WRITTEN TASK: Copy the data below word for word, keeping every line unchanged and in its original order.

SOURCE RECORDS:

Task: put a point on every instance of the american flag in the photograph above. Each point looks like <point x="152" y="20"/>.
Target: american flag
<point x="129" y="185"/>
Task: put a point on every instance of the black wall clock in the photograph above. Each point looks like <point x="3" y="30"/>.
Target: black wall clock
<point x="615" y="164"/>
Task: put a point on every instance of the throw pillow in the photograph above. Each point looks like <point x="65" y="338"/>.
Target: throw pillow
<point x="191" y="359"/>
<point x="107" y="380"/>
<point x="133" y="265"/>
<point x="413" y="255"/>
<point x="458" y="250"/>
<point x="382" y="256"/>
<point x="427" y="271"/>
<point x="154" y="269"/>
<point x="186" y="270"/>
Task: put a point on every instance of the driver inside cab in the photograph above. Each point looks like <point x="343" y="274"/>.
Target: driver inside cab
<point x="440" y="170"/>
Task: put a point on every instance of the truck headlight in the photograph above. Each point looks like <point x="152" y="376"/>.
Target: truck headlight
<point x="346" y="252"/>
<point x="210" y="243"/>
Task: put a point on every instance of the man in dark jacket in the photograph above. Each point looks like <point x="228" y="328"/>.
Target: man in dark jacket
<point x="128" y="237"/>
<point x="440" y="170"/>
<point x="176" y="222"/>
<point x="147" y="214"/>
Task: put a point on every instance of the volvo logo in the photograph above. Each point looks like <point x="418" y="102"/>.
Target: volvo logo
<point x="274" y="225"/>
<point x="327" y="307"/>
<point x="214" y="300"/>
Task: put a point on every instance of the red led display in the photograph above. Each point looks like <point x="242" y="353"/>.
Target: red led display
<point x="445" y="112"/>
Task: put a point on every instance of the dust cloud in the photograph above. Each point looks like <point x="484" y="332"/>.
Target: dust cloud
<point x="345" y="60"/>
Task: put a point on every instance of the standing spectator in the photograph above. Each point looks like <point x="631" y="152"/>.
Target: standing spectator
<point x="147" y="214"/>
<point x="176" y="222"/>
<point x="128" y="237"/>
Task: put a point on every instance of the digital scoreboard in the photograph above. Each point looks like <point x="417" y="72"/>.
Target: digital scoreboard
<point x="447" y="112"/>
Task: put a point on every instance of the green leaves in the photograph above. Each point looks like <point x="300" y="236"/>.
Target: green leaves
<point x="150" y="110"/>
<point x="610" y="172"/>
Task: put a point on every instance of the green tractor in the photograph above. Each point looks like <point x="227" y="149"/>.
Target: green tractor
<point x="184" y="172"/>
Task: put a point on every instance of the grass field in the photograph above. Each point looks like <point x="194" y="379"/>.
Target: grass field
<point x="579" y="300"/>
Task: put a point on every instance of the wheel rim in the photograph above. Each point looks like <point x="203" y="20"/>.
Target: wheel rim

OUTPUT OF THE EXERCISE:
Task: put a point on every instance of the american flag in the photograph above. Each point looks like <point x="152" y="20"/>.
Target: american flag
<point x="129" y="185"/>
Task: put a point on every instance of the black wall clock in the photograph above. Each point looks like <point x="3" y="30"/>.
Target: black wall clock
<point x="615" y="164"/>
Task: put a point on every instance of the throw pillow in the photograph above. Each point looks like <point x="65" y="338"/>.
Target: throw pillow
<point x="191" y="359"/>
<point x="107" y="380"/>
<point x="133" y="265"/>
<point x="413" y="255"/>
<point x="458" y="250"/>
<point x="382" y="256"/>
<point x="427" y="271"/>
<point x="154" y="269"/>
<point x="186" y="270"/>
Task: put a point on every instance of the driver inside cab in the photograph above. Each point looks like <point x="343" y="274"/>.
Target: driver inside cab
<point x="440" y="170"/>
Task: put a point on every instance of the truck headlight in the photograph above. Each point looks like <point x="152" y="376"/>.
Target: truck headlight
<point x="346" y="252"/>
<point x="210" y="243"/>
Task: put a point on every instance of the man in dark jacket in the photograph above. Each point looks like <point x="228" y="328"/>.
Target: man in dark jacket
<point x="128" y="237"/>
<point x="440" y="170"/>
<point x="176" y="222"/>
<point x="147" y="214"/>
Task: put a point on every instance of the volvo logo in the photograph above. Each point looks like <point x="418" y="102"/>.
Target: volvo logo
<point x="274" y="225"/>
<point x="327" y="307"/>
<point x="214" y="300"/>
Task: put a point on every instance of the red led display in the photograph above. Each point looks like <point x="242" y="353"/>.
Target: red led display
<point x="445" y="112"/>
Task: put a point on every instance of the dust cloud in the photograph above. Each point looks like <point x="484" y="332"/>.
Target: dust cloud
<point x="345" y="60"/>
Task: put a point on every instance of the standing spectator in the photograph above. Each point looks like <point x="631" y="152"/>.
Target: standing spectator
<point x="147" y="214"/>
<point x="176" y="222"/>
<point x="128" y="237"/>
Task: put a point on every instance of the digital scoreboard in the photograph above. Each point looks like <point x="417" y="72"/>.
Target: digital scoreboard
<point x="447" y="112"/>
Task: put a point on every instance of the green leaves in the photograph above. Each point looks like <point x="300" y="236"/>.
Target: green leaves
<point x="150" y="110"/>
<point x="610" y="172"/>
Task: put a point on every instance of the green tractor in the photograph above. Each point looks like <point x="227" y="149"/>.
Target: green tractor
<point x="184" y="172"/>
Task: put a point on every instance of the grass field in the photograph above. Each point looks like <point x="194" y="379"/>.
Target: grass field
<point x="579" y="300"/>
Task: put a point on every instance of the wheel rim in the photograph above. Each point looks like <point x="203" y="20"/>.
Target: wheel rim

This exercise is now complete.